▶ _Your goal_
When you find the line with "Target: display shelf" among the records below, reproduce it and each line after it exactly, ending with the line with "Annotate the white trailer".

============

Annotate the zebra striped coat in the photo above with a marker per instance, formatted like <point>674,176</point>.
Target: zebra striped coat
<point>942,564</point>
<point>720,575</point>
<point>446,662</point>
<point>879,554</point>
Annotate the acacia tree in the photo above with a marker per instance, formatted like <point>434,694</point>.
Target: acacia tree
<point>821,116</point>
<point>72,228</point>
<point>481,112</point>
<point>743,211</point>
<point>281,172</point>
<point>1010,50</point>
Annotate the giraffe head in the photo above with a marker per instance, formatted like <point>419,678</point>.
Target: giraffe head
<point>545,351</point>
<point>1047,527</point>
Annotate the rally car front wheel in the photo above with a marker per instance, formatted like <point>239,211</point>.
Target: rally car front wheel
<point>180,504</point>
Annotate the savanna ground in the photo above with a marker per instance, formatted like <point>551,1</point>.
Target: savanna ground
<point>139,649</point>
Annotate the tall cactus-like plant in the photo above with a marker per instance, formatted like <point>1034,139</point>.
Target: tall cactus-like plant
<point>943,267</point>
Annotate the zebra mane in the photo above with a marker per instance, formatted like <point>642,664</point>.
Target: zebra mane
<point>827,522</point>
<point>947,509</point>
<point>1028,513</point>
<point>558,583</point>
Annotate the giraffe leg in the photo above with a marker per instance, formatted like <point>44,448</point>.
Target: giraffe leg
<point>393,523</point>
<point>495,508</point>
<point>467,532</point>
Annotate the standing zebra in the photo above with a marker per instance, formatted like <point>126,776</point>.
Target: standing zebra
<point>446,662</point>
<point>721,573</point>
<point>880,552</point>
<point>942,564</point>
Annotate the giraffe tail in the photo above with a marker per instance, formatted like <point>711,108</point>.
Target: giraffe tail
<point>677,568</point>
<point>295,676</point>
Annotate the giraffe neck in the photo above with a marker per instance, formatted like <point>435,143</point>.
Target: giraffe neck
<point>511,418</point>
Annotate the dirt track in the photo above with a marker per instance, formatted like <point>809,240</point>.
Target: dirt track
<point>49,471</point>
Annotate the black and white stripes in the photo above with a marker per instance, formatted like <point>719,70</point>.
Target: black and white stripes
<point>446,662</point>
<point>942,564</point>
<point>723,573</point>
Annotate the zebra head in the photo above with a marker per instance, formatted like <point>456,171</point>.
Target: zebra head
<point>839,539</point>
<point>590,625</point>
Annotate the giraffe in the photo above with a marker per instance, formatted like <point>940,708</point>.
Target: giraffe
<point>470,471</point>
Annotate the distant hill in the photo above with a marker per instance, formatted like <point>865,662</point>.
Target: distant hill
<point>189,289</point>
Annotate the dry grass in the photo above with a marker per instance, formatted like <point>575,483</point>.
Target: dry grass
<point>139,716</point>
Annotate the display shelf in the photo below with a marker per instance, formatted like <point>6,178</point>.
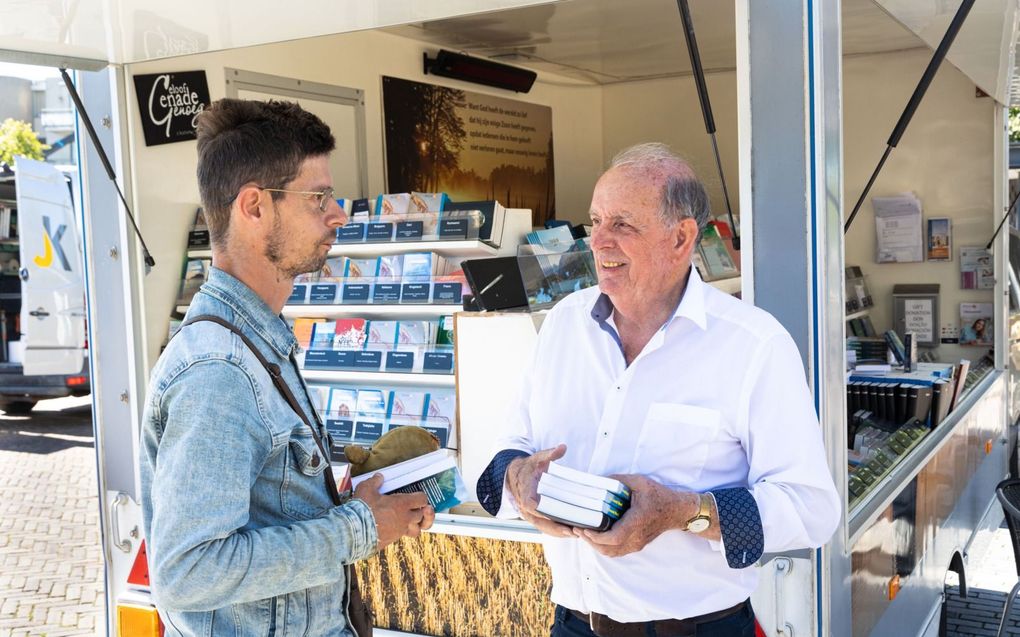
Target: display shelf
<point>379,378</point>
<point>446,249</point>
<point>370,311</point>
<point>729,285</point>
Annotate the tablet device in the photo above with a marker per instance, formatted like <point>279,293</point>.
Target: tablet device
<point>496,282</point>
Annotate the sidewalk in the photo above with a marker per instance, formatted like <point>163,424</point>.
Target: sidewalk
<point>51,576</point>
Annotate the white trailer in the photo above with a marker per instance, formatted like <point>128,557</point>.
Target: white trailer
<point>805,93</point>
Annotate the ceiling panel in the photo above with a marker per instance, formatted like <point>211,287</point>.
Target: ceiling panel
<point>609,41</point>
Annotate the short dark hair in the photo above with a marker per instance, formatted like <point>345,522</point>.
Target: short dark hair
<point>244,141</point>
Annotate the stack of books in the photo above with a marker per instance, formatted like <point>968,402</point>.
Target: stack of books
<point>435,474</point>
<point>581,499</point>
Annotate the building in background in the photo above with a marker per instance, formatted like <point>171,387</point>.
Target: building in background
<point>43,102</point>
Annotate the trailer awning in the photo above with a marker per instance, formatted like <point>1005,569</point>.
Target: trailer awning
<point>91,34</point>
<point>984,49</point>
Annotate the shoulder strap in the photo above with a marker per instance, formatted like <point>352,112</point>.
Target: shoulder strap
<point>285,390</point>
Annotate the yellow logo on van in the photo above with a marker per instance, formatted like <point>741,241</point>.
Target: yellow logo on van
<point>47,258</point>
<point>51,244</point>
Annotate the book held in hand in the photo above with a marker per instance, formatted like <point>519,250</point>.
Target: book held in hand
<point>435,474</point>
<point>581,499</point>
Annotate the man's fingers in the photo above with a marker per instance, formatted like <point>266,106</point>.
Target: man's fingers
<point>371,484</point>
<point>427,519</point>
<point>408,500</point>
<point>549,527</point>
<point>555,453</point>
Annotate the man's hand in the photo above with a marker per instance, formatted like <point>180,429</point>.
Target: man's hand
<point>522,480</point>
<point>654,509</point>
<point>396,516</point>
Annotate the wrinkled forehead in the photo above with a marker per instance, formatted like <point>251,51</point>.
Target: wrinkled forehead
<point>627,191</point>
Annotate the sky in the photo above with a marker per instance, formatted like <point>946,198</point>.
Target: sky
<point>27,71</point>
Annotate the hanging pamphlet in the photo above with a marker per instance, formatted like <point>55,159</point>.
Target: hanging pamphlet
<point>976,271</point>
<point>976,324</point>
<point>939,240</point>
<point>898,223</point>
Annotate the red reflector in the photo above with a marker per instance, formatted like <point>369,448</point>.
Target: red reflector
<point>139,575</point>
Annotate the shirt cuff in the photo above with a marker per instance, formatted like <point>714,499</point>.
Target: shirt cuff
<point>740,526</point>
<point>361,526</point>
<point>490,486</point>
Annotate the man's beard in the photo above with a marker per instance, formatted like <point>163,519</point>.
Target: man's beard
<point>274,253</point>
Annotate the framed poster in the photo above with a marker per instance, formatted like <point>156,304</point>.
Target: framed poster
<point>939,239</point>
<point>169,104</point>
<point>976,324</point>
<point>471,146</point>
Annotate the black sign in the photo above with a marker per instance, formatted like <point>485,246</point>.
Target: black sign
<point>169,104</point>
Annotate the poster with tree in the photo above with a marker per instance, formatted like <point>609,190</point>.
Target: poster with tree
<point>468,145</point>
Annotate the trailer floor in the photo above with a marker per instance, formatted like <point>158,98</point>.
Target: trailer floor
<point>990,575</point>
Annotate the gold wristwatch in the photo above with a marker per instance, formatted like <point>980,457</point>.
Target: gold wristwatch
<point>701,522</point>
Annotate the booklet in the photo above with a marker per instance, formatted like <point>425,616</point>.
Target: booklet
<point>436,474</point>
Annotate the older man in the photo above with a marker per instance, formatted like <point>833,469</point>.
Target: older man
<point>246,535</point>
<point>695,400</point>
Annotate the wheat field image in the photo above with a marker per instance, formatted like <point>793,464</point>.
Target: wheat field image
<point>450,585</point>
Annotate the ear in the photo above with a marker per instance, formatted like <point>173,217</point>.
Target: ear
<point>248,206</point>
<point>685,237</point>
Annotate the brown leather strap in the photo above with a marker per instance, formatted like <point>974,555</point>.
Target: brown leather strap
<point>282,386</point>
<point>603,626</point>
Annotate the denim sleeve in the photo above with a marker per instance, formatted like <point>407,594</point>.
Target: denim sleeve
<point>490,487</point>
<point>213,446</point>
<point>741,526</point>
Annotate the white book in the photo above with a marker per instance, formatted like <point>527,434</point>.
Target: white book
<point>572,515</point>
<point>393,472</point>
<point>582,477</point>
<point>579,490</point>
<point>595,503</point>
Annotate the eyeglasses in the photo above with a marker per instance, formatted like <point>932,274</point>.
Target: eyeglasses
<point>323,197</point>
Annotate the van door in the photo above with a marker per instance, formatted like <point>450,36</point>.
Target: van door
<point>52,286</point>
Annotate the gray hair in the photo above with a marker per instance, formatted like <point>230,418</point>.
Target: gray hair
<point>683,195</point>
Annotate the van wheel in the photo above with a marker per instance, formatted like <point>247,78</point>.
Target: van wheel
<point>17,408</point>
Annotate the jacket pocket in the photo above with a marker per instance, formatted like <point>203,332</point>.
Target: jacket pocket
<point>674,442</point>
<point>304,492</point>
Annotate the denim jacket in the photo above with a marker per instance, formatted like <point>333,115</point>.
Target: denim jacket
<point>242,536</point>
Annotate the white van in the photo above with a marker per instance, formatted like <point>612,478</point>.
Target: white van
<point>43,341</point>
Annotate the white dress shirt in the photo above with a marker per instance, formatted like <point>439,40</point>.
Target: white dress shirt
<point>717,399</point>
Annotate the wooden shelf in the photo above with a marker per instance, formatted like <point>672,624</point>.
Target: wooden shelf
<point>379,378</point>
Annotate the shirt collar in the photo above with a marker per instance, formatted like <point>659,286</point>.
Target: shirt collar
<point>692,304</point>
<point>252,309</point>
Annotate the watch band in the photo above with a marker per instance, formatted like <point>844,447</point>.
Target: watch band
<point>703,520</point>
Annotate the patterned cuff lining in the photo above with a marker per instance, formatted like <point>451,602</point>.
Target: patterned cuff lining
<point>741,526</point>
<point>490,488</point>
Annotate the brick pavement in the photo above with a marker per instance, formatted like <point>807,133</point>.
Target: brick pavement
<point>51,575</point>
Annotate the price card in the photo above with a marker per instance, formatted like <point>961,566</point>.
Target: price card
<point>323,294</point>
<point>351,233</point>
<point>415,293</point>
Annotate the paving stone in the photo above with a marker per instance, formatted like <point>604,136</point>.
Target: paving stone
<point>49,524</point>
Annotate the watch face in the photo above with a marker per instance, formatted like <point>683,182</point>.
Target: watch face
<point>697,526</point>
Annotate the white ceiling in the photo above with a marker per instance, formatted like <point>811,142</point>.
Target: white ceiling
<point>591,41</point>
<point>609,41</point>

============

▶ _Result of this exercise_
Target: display shelf
<point>379,378</point>
<point>446,249</point>
<point>370,311</point>
<point>729,285</point>
Annotate the tablet device in the photo above with a marker per instance, formatted like <point>279,293</point>.
Target: tablet device
<point>496,282</point>
Annotate the sidewalk in the photo above with a marker per instance, formatted like <point>163,424</point>.
Target: sidewalk
<point>51,576</point>
Annotate the white trailer in the photo above with a marker per instance, formatted like <point>128,557</point>.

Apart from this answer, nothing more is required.